Repeat the entries shown below with every word and mark intact.

>>

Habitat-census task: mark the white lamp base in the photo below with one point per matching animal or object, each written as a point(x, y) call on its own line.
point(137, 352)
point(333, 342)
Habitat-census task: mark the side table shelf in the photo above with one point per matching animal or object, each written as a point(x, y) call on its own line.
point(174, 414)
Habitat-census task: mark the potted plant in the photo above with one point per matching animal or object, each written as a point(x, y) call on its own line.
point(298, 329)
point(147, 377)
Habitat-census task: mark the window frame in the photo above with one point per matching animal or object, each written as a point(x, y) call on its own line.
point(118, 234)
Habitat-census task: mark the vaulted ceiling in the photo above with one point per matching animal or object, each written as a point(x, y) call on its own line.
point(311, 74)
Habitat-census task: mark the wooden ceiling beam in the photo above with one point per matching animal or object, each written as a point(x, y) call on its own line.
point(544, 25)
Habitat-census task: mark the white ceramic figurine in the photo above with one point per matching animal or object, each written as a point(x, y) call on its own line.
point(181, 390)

<<

> _Exercise response_:
Habitat-census task: mark the white lamp base in the photo below with one point per matching animal or object, each written as a point(x, y) call on its own line.
point(137, 352)
point(333, 342)
Habitat-census task: mark the side table shelf in the photo above with one point per matching animal or object, each written as a point(x, y) call on its own line.
point(174, 414)
Habitat-census task: mark the potted plant in the photo above with one point per matching animal or object, each written as a point(x, y) call on its own line.
point(298, 329)
point(147, 377)
Habitat-census task: mark the window frame in the photo above with one point per matching animal or object, each written as a point(x, y) call on its own line.
point(118, 234)
Habitat-census task: mark the vaulted ceiling in the photo above with one point per matching animal or object, each written as a point(x, y) call on its own line.
point(311, 74)
Habitat-census task: mark the wooden ceiling beam in the photo above with one point per matching animal or object, each written as a point(x, y) call on its own line.
point(544, 25)
Habitat-census task: mark the white ceramic figurine in the photo above with one point per matching animal or object, each written as a point(x, y) call on its own line.
point(181, 390)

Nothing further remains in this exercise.